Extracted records
========================
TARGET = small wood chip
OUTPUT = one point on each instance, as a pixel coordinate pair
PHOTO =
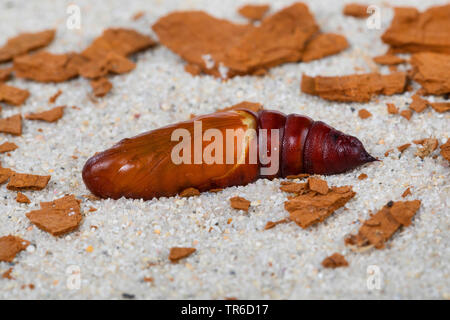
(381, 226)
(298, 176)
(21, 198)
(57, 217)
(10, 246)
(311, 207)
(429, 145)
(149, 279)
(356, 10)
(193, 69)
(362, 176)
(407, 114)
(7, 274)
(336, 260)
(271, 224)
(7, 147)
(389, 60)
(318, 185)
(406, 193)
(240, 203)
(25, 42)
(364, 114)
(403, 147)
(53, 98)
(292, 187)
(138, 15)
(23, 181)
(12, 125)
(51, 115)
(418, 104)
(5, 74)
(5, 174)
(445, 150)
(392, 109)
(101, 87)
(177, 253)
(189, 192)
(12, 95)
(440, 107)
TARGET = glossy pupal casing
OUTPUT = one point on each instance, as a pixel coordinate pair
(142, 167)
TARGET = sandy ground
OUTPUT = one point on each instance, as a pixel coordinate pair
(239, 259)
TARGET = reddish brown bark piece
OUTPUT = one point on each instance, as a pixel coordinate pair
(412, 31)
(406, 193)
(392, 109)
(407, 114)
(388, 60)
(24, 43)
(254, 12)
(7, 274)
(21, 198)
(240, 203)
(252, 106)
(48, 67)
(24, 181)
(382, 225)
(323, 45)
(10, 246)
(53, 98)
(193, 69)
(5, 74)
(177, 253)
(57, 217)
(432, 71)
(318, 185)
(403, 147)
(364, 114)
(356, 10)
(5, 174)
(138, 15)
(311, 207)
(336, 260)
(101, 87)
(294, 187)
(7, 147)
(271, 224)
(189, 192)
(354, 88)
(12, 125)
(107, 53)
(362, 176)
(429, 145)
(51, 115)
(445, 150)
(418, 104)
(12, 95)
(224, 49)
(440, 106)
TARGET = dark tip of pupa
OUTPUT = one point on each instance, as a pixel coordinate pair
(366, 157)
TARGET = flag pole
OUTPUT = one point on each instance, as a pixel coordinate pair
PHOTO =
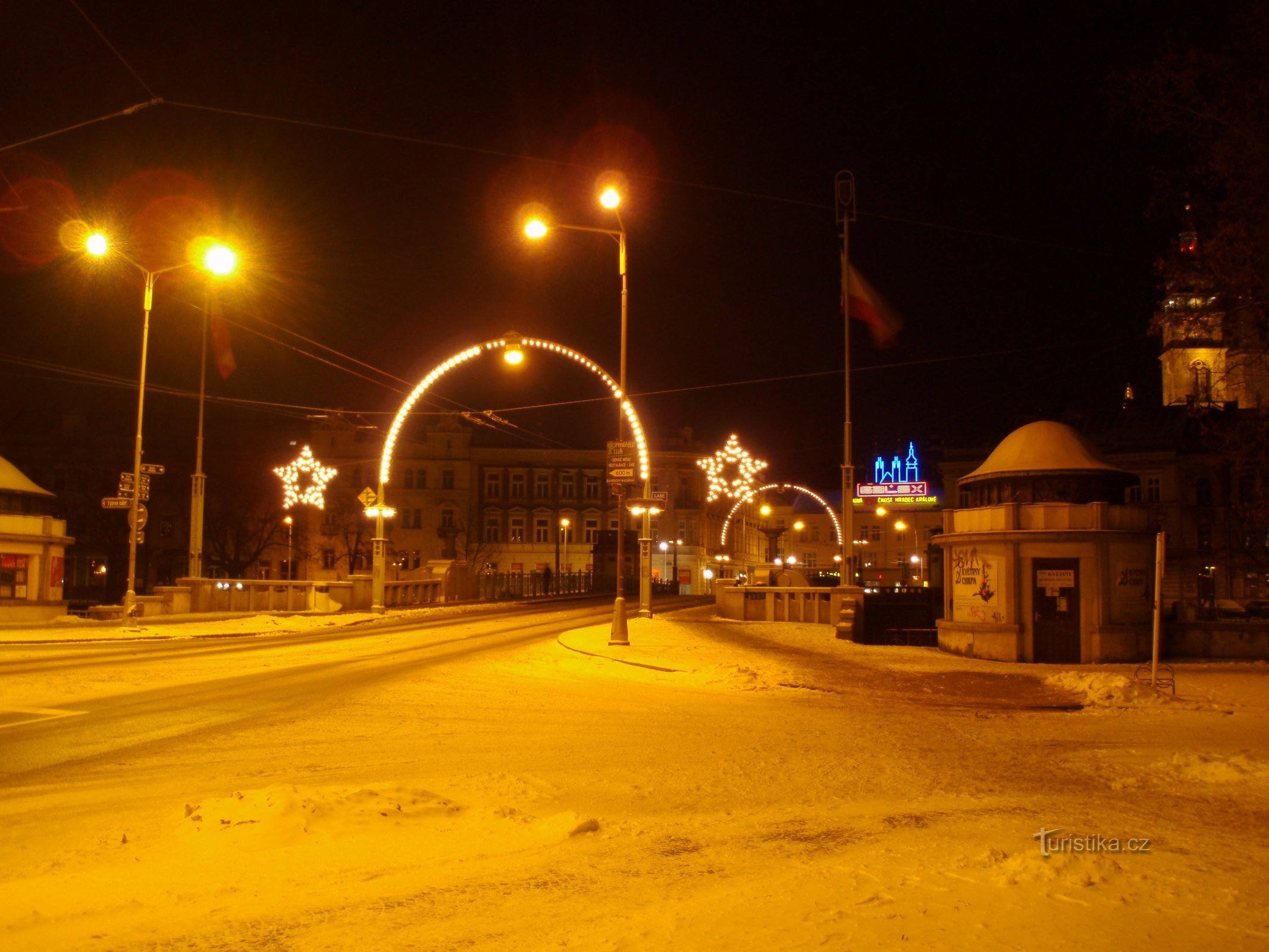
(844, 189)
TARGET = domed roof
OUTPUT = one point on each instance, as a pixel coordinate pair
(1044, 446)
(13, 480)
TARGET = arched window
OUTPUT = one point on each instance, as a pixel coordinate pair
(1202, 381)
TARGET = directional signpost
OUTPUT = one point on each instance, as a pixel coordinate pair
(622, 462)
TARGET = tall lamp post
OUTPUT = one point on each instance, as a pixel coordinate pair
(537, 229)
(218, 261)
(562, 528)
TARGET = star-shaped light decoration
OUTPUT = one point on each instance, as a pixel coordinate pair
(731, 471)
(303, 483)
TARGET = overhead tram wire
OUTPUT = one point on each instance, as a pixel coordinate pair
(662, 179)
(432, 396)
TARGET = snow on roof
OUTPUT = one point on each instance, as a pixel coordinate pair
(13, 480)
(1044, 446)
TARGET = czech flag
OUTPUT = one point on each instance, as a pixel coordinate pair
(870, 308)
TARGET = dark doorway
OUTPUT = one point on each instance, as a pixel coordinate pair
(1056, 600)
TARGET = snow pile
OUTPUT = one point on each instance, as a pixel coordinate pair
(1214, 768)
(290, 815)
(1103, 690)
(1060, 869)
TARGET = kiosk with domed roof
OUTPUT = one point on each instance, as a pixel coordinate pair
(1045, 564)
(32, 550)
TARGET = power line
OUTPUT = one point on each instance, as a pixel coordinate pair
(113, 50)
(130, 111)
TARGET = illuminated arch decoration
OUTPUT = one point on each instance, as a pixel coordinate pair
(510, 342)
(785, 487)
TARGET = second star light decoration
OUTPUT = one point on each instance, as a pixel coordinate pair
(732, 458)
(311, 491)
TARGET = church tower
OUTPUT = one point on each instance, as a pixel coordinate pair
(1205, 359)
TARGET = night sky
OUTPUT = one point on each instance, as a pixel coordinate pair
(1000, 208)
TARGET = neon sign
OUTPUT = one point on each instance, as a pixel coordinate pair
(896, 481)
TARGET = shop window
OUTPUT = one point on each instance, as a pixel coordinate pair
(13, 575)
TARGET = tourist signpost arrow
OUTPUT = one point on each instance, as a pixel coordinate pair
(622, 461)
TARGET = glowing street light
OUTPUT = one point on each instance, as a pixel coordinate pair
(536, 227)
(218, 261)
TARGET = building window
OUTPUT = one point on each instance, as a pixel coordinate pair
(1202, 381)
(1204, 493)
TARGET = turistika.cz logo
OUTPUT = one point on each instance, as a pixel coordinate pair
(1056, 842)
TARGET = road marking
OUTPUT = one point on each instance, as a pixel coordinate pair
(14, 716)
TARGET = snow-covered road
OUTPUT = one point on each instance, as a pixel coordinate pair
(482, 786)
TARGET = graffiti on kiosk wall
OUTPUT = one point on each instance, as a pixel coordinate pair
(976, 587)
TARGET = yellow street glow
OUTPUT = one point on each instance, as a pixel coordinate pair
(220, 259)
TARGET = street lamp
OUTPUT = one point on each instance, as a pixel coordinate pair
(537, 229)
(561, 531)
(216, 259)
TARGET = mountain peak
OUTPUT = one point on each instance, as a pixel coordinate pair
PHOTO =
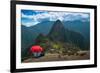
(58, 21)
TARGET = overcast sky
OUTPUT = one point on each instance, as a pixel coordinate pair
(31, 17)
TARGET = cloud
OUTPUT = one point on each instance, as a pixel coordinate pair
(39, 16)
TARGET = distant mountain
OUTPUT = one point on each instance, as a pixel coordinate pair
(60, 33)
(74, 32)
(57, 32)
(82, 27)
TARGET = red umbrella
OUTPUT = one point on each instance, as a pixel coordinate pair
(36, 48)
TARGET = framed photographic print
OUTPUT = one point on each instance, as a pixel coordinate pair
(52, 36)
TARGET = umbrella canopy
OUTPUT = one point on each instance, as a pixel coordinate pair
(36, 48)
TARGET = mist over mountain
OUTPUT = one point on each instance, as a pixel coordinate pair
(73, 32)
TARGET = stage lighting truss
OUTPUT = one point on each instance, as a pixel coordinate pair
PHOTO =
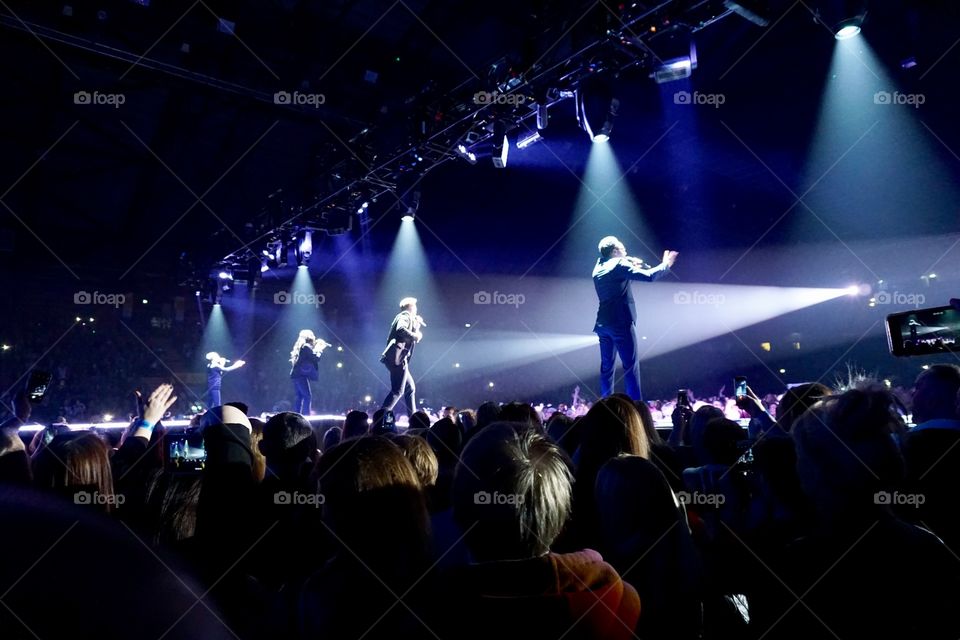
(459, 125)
========================
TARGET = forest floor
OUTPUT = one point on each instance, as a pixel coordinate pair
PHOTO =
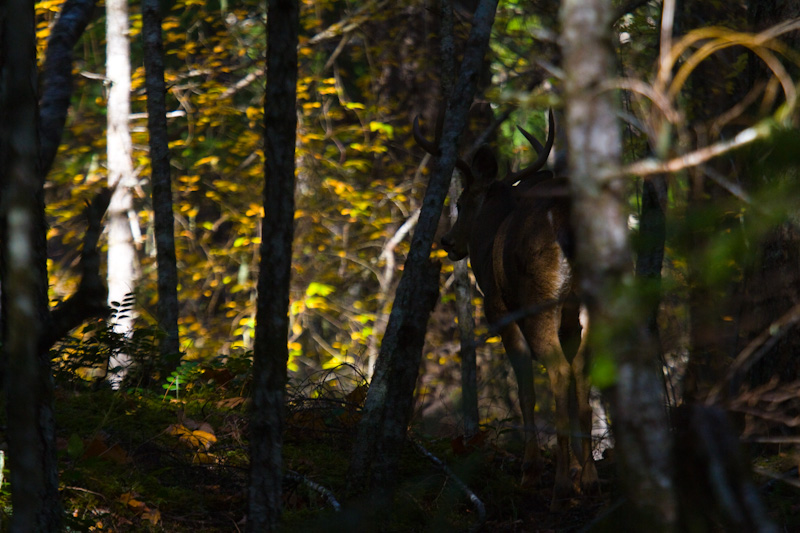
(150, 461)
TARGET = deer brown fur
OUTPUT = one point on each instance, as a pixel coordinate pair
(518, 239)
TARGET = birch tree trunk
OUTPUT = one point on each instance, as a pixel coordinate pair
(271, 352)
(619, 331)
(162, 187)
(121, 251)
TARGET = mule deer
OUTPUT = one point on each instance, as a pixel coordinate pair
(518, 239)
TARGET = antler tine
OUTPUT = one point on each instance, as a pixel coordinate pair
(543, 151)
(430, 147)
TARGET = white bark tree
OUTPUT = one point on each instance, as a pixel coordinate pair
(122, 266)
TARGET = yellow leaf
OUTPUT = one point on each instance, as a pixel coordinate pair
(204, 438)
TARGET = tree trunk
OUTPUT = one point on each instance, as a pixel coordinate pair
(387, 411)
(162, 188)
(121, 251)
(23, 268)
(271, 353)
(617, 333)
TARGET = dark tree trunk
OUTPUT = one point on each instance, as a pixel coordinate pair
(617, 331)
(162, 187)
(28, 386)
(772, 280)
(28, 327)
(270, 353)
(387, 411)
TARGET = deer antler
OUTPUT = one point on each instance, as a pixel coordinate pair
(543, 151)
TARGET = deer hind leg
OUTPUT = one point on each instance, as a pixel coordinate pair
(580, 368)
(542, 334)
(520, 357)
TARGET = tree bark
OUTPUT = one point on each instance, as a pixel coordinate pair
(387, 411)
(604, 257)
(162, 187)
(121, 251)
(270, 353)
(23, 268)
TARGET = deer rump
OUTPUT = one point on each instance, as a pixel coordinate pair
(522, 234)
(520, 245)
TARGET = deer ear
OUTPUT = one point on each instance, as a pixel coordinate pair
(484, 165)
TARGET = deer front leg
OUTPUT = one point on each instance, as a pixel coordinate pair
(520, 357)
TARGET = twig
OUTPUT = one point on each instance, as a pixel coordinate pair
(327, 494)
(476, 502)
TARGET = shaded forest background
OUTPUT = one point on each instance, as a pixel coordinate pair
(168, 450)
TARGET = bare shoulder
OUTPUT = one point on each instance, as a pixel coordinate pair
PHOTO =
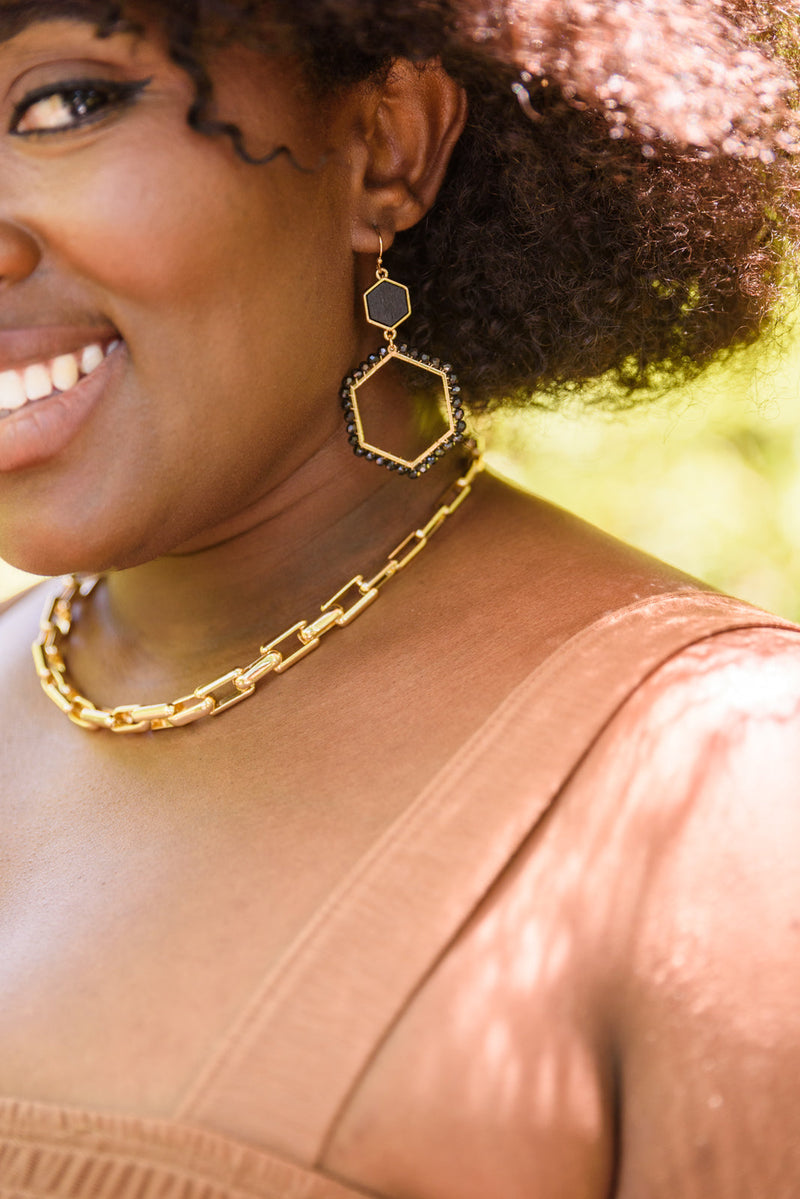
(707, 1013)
========================
Count the lines in the items above that contain the string "kiosk". Reply with the number only.

2